Content starts
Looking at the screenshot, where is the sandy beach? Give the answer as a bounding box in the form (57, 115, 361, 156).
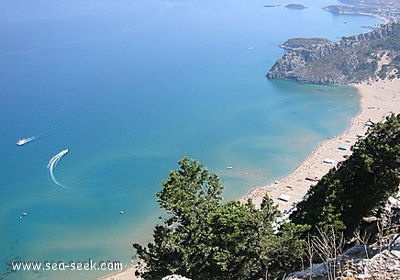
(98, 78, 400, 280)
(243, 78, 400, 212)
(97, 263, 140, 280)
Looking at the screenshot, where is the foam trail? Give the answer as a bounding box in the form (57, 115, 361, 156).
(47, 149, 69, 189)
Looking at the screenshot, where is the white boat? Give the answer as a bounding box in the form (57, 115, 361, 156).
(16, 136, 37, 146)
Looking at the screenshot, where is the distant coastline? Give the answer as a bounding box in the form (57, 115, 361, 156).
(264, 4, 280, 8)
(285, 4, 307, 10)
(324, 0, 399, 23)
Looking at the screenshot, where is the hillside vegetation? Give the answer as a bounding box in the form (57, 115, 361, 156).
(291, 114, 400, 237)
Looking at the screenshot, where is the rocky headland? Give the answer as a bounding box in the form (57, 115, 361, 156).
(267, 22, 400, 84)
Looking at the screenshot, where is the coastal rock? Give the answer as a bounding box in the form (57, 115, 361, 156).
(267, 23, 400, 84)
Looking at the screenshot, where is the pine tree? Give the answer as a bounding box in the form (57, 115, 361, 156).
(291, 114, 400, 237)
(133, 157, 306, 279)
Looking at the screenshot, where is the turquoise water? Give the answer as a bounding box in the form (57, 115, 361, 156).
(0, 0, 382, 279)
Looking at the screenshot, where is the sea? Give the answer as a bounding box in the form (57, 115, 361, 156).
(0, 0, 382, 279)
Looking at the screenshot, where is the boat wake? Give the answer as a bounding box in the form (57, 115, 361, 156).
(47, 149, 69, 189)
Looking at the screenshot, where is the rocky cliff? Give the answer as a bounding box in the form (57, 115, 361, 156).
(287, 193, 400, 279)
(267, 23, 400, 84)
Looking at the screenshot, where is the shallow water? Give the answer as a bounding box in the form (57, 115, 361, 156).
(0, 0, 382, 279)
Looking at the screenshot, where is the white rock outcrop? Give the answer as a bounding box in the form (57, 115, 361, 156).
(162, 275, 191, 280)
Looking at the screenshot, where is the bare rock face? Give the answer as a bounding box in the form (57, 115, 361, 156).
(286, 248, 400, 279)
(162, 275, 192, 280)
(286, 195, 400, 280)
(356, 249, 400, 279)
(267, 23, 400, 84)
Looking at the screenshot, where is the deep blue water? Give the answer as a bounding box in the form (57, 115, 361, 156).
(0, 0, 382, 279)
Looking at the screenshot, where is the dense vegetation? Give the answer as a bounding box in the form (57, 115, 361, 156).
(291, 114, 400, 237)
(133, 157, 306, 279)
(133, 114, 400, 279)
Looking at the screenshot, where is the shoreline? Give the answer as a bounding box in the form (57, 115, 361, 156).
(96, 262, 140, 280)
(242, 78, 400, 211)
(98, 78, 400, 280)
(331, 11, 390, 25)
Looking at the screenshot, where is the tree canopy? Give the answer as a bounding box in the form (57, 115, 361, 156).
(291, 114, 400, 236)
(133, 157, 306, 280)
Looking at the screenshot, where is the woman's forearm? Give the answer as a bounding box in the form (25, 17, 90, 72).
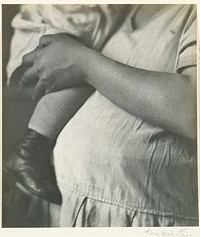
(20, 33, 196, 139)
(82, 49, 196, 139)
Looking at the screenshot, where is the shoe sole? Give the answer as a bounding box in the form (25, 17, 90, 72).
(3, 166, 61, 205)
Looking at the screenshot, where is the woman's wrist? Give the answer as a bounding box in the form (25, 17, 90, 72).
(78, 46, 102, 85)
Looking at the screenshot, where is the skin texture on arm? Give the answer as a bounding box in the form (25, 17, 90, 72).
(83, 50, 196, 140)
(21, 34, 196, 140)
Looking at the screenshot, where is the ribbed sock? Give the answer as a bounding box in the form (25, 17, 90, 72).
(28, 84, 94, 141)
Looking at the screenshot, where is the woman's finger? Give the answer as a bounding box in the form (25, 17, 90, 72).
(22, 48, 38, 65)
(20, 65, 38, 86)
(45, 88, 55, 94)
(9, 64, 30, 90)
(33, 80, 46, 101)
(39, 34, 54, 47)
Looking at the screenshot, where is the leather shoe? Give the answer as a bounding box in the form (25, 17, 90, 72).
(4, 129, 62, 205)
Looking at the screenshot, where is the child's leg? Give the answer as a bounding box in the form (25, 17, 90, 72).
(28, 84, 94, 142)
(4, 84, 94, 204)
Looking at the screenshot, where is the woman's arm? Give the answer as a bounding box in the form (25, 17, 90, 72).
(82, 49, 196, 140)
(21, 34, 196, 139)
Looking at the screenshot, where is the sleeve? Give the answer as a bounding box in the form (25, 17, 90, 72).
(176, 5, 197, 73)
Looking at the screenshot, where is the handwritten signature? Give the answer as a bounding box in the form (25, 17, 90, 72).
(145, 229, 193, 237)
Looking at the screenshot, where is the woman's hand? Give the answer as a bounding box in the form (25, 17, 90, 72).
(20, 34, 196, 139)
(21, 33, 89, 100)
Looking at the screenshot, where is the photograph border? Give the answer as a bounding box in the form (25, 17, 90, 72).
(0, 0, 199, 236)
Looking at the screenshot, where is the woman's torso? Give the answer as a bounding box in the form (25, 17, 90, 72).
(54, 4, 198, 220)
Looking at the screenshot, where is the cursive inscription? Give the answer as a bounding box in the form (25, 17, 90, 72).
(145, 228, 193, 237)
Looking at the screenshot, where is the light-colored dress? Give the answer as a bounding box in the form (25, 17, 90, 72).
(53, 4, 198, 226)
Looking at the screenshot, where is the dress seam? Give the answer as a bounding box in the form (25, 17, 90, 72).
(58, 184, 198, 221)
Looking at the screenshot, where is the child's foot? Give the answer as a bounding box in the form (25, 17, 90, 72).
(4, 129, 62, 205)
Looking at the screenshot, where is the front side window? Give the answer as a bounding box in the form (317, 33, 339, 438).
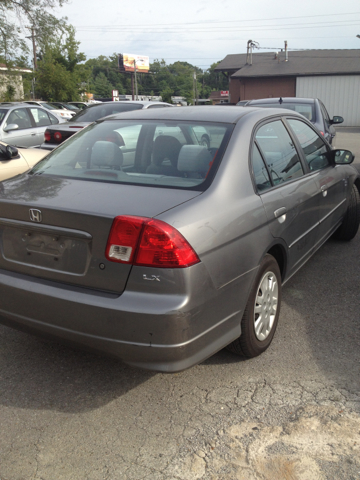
Content ends
Assignment: Your output should be the records above, duplicated exactly and picture-free.

Result of the exercise:
Looking at the screenshot, where is the sandy beach? Give the answer as a bounding box in the form (57, 115, 361, 156).
(98, 78, 400, 280)
(243, 78, 400, 212)
(97, 263, 140, 280)
Looking at the screenshot, where is the foam trail? Give the answer as a bounding box in the form (57, 115, 361, 156).
(47, 149, 69, 189)
Looking at the screenshot, where is the white boat? Give the answer as a bounding box in the form (57, 115, 361, 156).
(16, 136, 37, 146)
Looking at the screenshot, where is the distant coastline? Give the answer as a bounding box in the form (57, 115, 361, 156).
(264, 4, 280, 8)
(285, 4, 307, 10)
(324, 0, 399, 23)
Looking at the screenshot, where is the hillside vegetation? Give the answer as a bounding box in the form (57, 115, 361, 156).
(291, 114, 400, 237)
Looking at the screenshot, where is the rocky headland? Give the answer as a bounding box in the form (57, 115, 361, 156).
(267, 22, 400, 84)
Looking at the screenshot, where is the coastal rock? Give the answer as a bounding box in the form (57, 115, 361, 156).
(267, 23, 400, 84)
Looking at the screenshot, where is the pine tree? Give the answer as a bounding box in the form (57, 115, 361, 156).
(291, 114, 400, 237)
(133, 157, 306, 279)
Looking at the screenshot, where is the turquoise water? Give the answer as a bounding box in the form (57, 115, 361, 156).
(0, 0, 382, 279)
Looking at the screenshot, where is the sea? Give the answer as a bounding box in the form (57, 115, 361, 156).
(0, 0, 382, 279)
Looking at the screenshot, where is the boat wake? Give the answer as a bounding box in the form (57, 115, 361, 156).
(47, 149, 69, 189)
Looking at the screenshot, where is the rocky cliff? Give the answer as a bounding box in the form (57, 115, 361, 156).
(287, 193, 400, 279)
(267, 23, 400, 84)
Looking at the screenshot, where is the shallow water? Give the answer as a bounding box in the form (57, 115, 361, 156).
(0, 0, 382, 279)
Looking at the screenshot, where is the white rock outcrop? Give the answer as a bounding box in the form (57, 115, 361, 156).
(162, 275, 191, 280)
Looking at the screenshot, where is the bare rock face? Give the answer as a bounding box in the form (57, 115, 361, 156).
(286, 248, 400, 279)
(162, 275, 192, 280)
(286, 195, 400, 280)
(356, 249, 400, 279)
(267, 23, 400, 84)
Looking at the screenshot, where is the deep blue water? Give the answer as a bounding box in the form (57, 115, 361, 156).
(0, 0, 382, 279)
Looking at the screenshot, where is the dense vegetation? Give the answer as a bounding box in the form (57, 115, 361, 156).
(291, 114, 400, 237)
(133, 157, 306, 279)
(133, 114, 400, 279)
Looking at the screenshot, where is the shoreline? Give the answer as a bounding box in the form (57, 115, 361, 156).
(96, 262, 140, 280)
(242, 78, 400, 211)
(98, 78, 400, 280)
(331, 11, 390, 25)
Looking at the screenshot, where is the tree canopy? Give the answer as a bounding box in the form (57, 115, 361, 156).
(291, 114, 400, 236)
(133, 157, 306, 280)
Looking at the screenshot, where is the woman's forearm? Give the answer as a bounding box in the form (25, 17, 90, 72).
(20, 33, 196, 139)
(82, 49, 196, 139)
Looking at the screenshot, where is the shoe sole? Give the answer as a bounding box in the form (25, 17, 90, 72).
(3, 166, 61, 205)
Looking at the screenshot, where is the woman's wrist? Give the answer as a bounding box in the form (25, 17, 90, 72).
(78, 46, 102, 85)
Looking at the screenshot, where is the skin texture on arm? Give the answer as a bounding box in the form (25, 17, 90, 72).
(83, 50, 196, 140)
(21, 34, 196, 140)
Looking at the screenshot, where is the ribbed sock? Give the answer as a bounding box in the form (25, 17, 90, 72).
(28, 84, 94, 141)
Looking at the screenshot, where is the woman's finger? Give the answer as a bounding box in the form (25, 17, 90, 72).
(22, 48, 38, 65)
(20, 65, 38, 86)
(45, 88, 55, 94)
(9, 64, 30, 90)
(33, 80, 46, 101)
(39, 34, 54, 47)
Looking at the screenshot, where is the leather shoe? Give the answer as a bounding box in the form (25, 17, 90, 72).
(4, 129, 62, 205)
Looking at the screenshot, where is the child's leg? Give the answer as a bounding box in the form (25, 17, 90, 72).
(28, 84, 94, 142)
(4, 84, 94, 204)
Looking at the screenshot, where is the woman's arm? Give the answer as a bounding box in the form (25, 17, 90, 72).
(82, 49, 196, 140)
(21, 34, 196, 139)
Looking at the screenshot, where is the sleeve? Give the answer as a bounding box in the form (25, 17, 90, 72).
(176, 5, 197, 73)
Looking at the screenshot, where is the handwritten signature? Give the answer as a bounding box in the form (25, 17, 90, 72).
(145, 229, 193, 237)
Looking at the screenshot, where is the woman's hand? Give the answer as a bounding box in the form (25, 17, 90, 72).
(20, 34, 196, 139)
(21, 33, 89, 100)
Looking at the screenshot, where is the photograph border? Give the answer as a bounding box in the form (25, 17, 90, 72).
(0, 0, 199, 236)
Looking at the screenshot, where is the woman's torso? Give the answer as a bounding box in the form (25, 17, 90, 72).
(54, 4, 198, 220)
Looking at the screenshot, where is the cursive inscription? Give the answer as a bounding box in the form (25, 17, 90, 72).
(145, 228, 193, 237)
Looking at the screenshot, where is the light-colored dress? Give the answer as a bounding box in the form (25, 17, 90, 72).
(53, 4, 198, 226)
Looking at the screenshot, where is the dress seam? Give the answer as a bounding box in the form (25, 17, 90, 72).
(58, 184, 198, 221)
Looking at the screenshot, where is the child's foot? Give the answer as a bounding box in the form (25, 17, 90, 72).
(4, 129, 62, 205)
Looking at the screenshot, where is the front side window? Give the answer as a bounding box in the form (317, 33, 339, 438).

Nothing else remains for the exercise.